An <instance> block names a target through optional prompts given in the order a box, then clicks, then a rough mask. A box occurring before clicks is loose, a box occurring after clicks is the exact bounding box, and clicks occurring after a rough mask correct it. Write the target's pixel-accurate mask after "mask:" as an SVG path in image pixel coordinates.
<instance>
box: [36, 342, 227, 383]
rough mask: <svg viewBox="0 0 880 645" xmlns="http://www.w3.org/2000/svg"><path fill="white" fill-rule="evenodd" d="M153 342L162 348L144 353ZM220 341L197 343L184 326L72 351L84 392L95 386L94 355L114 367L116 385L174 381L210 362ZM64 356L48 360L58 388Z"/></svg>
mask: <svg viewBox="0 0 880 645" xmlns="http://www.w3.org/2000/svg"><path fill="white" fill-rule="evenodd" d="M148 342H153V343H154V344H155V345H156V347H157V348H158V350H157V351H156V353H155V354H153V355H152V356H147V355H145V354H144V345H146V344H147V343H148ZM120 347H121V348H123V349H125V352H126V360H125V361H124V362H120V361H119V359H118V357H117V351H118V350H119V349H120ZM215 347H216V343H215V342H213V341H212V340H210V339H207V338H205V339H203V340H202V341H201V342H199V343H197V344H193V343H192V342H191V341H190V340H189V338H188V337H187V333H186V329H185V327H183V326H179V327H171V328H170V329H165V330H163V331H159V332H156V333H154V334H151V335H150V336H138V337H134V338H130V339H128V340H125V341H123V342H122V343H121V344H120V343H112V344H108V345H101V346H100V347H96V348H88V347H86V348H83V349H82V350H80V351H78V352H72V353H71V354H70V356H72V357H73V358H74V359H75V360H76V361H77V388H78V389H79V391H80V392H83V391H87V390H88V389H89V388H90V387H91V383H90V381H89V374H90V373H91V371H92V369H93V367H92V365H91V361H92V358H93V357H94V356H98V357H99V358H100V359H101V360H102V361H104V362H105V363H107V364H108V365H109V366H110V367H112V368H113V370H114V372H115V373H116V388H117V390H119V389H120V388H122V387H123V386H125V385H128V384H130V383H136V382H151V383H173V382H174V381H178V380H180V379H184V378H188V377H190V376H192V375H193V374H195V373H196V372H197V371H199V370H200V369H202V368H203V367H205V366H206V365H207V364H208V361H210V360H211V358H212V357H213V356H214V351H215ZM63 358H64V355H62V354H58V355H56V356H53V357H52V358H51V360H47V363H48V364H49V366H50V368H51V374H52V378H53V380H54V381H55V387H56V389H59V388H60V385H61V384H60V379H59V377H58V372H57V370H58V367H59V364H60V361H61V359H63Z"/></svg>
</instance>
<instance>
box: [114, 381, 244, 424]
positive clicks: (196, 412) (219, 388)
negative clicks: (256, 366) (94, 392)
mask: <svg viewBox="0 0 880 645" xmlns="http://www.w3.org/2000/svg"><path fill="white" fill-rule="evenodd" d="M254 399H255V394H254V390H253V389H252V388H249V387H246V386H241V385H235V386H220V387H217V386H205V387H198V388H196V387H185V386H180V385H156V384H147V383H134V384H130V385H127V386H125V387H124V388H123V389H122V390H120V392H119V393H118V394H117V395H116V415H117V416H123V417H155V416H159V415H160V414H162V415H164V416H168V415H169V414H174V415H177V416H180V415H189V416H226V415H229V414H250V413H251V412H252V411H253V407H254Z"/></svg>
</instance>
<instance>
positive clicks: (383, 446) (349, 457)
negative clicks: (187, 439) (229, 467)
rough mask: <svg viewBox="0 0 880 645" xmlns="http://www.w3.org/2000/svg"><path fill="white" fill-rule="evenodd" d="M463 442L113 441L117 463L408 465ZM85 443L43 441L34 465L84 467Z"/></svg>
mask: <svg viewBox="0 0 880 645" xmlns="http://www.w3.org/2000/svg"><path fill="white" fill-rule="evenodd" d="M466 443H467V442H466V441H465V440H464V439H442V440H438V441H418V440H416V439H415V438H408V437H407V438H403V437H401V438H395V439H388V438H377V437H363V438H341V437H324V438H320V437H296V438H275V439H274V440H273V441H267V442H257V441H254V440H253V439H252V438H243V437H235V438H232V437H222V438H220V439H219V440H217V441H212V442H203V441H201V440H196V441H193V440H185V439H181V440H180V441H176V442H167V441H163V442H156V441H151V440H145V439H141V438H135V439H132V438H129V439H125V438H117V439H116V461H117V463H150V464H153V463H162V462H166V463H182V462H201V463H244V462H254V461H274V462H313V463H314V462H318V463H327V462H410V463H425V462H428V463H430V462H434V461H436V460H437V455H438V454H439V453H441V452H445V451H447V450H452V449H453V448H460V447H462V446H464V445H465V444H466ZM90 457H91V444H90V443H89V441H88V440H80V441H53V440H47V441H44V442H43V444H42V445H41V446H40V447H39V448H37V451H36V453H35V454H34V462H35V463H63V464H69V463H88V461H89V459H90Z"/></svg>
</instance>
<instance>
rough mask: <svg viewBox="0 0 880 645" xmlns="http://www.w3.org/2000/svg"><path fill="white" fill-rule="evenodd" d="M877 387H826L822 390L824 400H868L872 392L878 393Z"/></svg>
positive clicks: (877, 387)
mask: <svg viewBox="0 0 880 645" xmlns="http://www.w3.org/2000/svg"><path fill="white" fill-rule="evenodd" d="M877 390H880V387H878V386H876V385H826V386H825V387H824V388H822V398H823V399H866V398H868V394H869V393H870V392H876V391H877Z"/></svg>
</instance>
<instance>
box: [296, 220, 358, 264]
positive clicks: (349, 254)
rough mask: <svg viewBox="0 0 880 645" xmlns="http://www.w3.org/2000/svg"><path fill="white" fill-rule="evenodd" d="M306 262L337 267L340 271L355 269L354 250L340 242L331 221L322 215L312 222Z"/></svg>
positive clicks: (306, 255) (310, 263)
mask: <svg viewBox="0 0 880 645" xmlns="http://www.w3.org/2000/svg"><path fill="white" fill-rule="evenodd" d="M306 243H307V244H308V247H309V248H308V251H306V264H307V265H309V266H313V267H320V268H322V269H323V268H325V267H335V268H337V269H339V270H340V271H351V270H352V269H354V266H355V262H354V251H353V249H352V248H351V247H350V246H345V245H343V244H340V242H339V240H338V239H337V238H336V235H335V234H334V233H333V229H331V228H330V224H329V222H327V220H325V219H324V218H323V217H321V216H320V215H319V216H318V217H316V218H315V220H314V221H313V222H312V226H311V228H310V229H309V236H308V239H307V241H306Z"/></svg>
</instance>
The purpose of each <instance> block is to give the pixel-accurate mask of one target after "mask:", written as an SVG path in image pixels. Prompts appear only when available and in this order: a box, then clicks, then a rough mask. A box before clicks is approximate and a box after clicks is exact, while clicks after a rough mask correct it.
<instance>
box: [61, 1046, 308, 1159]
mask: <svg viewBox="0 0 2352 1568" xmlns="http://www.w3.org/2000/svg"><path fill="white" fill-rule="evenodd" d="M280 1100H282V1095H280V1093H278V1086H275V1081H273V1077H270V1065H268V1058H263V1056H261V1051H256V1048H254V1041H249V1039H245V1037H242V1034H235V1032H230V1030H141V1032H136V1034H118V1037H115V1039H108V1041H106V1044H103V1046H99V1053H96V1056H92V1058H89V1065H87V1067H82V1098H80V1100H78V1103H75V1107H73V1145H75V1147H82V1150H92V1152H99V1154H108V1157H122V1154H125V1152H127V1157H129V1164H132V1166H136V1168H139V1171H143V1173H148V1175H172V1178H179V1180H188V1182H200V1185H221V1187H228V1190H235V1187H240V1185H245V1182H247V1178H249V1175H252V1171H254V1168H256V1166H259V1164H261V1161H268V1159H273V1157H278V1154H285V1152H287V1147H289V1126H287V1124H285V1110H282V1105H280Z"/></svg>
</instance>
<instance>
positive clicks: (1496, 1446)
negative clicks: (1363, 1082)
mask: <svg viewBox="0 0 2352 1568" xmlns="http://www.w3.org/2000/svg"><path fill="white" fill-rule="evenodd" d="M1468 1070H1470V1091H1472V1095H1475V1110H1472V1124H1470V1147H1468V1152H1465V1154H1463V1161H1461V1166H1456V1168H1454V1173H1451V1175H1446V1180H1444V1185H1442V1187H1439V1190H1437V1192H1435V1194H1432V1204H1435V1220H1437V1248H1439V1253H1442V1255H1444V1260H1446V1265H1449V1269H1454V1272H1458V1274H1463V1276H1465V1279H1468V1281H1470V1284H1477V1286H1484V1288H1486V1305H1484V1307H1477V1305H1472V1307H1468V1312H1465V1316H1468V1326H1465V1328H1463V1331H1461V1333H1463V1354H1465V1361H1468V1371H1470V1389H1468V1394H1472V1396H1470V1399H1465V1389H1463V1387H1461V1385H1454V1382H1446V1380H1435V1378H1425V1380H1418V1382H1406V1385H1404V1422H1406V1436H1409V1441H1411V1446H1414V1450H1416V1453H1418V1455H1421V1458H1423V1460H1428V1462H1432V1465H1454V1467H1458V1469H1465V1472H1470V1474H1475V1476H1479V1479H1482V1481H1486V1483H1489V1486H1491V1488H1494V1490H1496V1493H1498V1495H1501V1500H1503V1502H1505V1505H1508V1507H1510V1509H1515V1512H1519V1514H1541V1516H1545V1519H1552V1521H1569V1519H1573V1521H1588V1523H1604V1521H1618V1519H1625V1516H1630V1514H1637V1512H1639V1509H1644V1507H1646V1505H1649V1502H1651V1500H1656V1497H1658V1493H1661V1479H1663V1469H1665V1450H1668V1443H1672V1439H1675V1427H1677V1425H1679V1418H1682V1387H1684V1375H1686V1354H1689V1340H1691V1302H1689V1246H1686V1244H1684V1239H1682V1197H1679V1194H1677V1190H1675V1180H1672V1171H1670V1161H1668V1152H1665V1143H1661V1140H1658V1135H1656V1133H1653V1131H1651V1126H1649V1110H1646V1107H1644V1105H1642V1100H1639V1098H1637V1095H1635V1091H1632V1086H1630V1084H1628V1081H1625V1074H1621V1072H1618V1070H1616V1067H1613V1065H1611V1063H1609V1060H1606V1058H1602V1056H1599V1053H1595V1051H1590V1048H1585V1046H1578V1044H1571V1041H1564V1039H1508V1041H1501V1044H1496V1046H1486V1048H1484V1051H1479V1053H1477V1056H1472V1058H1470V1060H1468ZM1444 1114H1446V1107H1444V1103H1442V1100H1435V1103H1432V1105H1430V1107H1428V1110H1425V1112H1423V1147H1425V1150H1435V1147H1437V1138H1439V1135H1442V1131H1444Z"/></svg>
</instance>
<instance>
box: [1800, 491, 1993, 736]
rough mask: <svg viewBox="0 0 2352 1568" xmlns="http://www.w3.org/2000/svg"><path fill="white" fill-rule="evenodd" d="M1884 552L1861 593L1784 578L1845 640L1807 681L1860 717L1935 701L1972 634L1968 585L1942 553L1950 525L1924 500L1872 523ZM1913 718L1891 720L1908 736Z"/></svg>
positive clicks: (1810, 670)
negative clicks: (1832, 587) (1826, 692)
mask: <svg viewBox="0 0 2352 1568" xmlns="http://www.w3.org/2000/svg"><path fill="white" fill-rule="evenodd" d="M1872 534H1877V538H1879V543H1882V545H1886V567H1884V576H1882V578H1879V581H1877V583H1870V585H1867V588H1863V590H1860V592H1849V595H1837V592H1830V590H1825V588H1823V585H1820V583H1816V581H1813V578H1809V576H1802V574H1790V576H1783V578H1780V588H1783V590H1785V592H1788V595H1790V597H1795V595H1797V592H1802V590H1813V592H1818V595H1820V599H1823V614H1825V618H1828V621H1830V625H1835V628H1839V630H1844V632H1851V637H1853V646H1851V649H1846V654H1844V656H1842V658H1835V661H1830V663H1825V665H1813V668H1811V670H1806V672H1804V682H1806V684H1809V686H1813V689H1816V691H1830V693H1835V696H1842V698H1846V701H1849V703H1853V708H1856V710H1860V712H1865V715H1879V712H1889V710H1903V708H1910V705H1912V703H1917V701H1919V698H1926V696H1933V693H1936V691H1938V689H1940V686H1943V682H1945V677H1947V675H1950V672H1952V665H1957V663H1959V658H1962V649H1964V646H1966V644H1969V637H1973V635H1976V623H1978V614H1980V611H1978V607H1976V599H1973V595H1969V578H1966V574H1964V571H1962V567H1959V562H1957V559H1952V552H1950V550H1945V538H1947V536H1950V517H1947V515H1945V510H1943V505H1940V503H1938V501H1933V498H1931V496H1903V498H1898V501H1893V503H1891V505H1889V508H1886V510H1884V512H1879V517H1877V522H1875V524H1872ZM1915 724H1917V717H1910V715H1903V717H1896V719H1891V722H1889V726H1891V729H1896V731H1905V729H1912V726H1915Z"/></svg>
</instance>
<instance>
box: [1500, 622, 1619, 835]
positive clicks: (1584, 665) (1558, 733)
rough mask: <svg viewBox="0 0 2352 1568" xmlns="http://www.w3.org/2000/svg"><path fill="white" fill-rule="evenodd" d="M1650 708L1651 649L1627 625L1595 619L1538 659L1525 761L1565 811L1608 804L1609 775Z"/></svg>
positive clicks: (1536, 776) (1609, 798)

= EXERCISE DETAILS =
From the first line of the listing above through the line that contains "box: [36, 342, 227, 383]", retype every line exactly, and write nothing else.

= REPLY TO THE TASK =
An <instance> block names a target through optional prompts given in the order a box, then clicks, then a rough mask. A box occurring before clicks is loose, a box occurring after clicks is the exact bounding box, and clicks occurring after a rough mask correct it. Write the target's pixel-accurate mask after "mask:" as an SVG path in image pixel coordinates.
<instance>
box: [36, 342, 227, 383]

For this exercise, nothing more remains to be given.